● Extract to read:

"""

On June 24, 1992, the U.S. Bankruptcy Court for the Eastern 
District of Virginia, Alexandria Division, approved a Disclosure 
Statement in connection with the Plan of Reorganization and the 
Plan was confirmed.  The Effective Date of the Plan was August 28, 
1992.  Under the Plan, five classes of creditors were established:
		
The Class One Creditor group consisted of FDIC/Seaman's Bank for 
Savings, FSB, whose secured claim was not impaired under the Plan. 
The Plan required that as of the Effective Date of the Plan, all 
monthly payments under the FDIC/Seaman's Bank for Savings, FSB 
Note and Mortgage were to be paid in full, and to the extent that 
the escrow account maintained for the purpose of paying real 
estate taxes and insurance was insufficient was to be paid into 
the escrow account.  In accordance with a Court Order dated 
January 25, 1993 the partnership made on September 21, 1993 a 
payment in the amount of $46,173 to increase the escrow account 
balance held by FDIC.  The Class One Creditor was also allowed a 
secured claim for its attorney's fees, costs and expenses incurred 
and paid in the amount of $20,000.  Of this claim, $10,000 was 
paid by the Effective Date of the Plan, and $10,000 was added to 
the principal balance of the loan and was to be paid, without 
interest, on the maturity of the Note and Mortgage.
		
The Class Two Creditor group consisted of Old Stone Bank whose 
secured claim shall be paid in accordance with the provisions of 
the Plan and of the Modification Agreement and Allonge-Promissory 
Note dated June 30, 1992.  The allowed amount was determined to be 
the loan balance as of March 1, 1992, of $4,291,717.51 plus 
Accrued Interest at 9% per annum for the period of June 1, 1991 
through May 31, 1992 in the amount of $372,761.19, plus other fees 
recoverable by the Bank, referred to as the Deferred Balance, not 
to exceed $55,000.  The Accrued Interest and Deferred Balance were 
added to the principal balance of the loan and will be paid 
without interest on the maturity date.  The maturity date of the 
loan was extended to April 30, 1997.  During the period from July 
1, 1992 through April 30, 1994, interest only shall be paid on the 
principal sum of $4,291,717.51 based upon a rate calculated by 
adding 2.25% to the two year Treasury Note rate (computed on the 
average rate of the last five business days in the month of May 
1992).  This interest rate was 7.53%, resulting in a monthly 
interest payment of $26,930.53.  During the period from May 1, 
1994 through April 30, 1996, interest was paid on the principal 
sum of $4,291,717.51 based upon a rate calculated by adding 2,75% 
to the two year Treasury Note rate (computed on the average rate 
of the last five business days in the month of April 1994) and an 
additional monthly payment of principal was made based upon a 
thirty year amortization schedule.  During the period from May 1, 
1996 through April 30, 1997, interest shall be paid on the 
principal sum of $4,291,717.51 based upon a rate calculated by 
adding 3.00% to the two year Treasury Note rate (computed on the 
average rate of the last five business days in the month of April 
1996) and an additional monthly payment of principal shall be made 
based upon a twenty eight year amortization schedule.  On April 
30, 1997, all principal, unpaid interest, and the Deferred Balance 
shall be due and payable.

"""

● Excerpted records:
"""

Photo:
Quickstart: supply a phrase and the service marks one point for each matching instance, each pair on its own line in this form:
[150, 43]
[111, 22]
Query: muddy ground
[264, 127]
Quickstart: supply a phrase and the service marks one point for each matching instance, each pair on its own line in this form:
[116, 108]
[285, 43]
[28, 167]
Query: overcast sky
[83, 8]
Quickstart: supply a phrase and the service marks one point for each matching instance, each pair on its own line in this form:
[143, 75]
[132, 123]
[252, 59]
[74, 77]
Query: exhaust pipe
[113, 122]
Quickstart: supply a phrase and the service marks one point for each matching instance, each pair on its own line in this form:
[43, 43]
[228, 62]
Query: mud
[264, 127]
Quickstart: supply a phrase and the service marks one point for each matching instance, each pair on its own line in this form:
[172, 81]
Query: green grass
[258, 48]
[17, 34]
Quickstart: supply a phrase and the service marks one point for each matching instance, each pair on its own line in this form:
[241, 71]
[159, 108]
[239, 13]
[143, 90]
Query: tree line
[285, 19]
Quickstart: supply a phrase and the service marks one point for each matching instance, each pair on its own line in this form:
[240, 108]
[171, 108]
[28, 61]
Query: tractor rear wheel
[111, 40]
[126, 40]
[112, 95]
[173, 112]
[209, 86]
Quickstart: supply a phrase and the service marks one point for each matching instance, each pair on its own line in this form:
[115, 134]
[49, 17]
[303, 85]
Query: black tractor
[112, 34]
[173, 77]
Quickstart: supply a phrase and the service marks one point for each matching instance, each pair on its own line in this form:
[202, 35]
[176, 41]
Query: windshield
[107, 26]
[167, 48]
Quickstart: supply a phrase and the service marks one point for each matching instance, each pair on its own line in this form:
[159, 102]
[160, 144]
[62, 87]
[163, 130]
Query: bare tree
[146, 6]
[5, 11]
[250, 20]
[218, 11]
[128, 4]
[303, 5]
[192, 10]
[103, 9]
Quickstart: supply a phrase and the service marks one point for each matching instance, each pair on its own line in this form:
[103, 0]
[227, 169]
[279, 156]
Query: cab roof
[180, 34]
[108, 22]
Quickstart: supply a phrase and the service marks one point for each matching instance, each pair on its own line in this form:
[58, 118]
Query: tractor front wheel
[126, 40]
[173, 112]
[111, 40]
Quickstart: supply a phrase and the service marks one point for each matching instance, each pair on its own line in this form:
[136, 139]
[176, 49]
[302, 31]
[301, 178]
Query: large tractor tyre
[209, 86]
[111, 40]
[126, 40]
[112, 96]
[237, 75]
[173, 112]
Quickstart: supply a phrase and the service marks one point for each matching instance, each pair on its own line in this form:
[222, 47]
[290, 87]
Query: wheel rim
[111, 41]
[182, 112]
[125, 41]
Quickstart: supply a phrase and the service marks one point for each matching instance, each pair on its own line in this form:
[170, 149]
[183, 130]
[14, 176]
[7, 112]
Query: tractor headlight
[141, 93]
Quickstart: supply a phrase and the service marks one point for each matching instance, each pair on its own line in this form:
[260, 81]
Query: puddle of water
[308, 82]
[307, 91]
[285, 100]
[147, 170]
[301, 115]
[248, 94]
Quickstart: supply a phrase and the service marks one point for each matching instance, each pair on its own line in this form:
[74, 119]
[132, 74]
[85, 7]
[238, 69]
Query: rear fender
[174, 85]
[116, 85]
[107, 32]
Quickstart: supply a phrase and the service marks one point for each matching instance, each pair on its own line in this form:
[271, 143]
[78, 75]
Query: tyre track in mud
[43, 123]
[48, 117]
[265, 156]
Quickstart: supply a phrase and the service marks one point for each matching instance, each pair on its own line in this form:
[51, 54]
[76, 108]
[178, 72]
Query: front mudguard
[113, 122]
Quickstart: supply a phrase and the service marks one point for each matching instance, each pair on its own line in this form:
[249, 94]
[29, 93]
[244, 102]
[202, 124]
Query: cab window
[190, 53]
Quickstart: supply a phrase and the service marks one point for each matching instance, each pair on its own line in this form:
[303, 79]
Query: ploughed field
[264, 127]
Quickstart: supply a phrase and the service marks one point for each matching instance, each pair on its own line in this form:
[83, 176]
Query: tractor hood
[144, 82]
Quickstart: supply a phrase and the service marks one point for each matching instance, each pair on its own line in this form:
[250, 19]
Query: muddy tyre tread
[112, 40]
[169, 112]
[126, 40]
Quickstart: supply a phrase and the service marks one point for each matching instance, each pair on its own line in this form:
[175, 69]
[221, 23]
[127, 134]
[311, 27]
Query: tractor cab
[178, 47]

"""

● To be done:
1. Write out the stretch of the bankruptcy passage from "On June 24, 1992, the" through "under the Plan.".
2. Gather every line of the entries that contains the string "tractor".
The entries are unrelated to the bankruptcy passage.

● Solutions to the tasks:
1.
On June 24, 1992, the U.S. Bankruptcy Court for the Eastern 
District of Virginia, Alexandria Division, approved a Disclosure 
Statement in connection with the Plan of Reorganization and the 
Plan was confirmed.  The Effective Date of the Plan was August 28, 
1992.  Under the Plan, five classes of creditors were established:
		
The Class One Creditor group consisted of FDIC/Seaman's Bank for 
Savings, FSB, whose secured claim was not impaired under the Plan.

2.
Query: tractor rear wheel
Query: black tractor
Query: tractor front wheel
Query: large tractor tyre
Query: tractor headlight
Query: tractor hood
Query: tractor cab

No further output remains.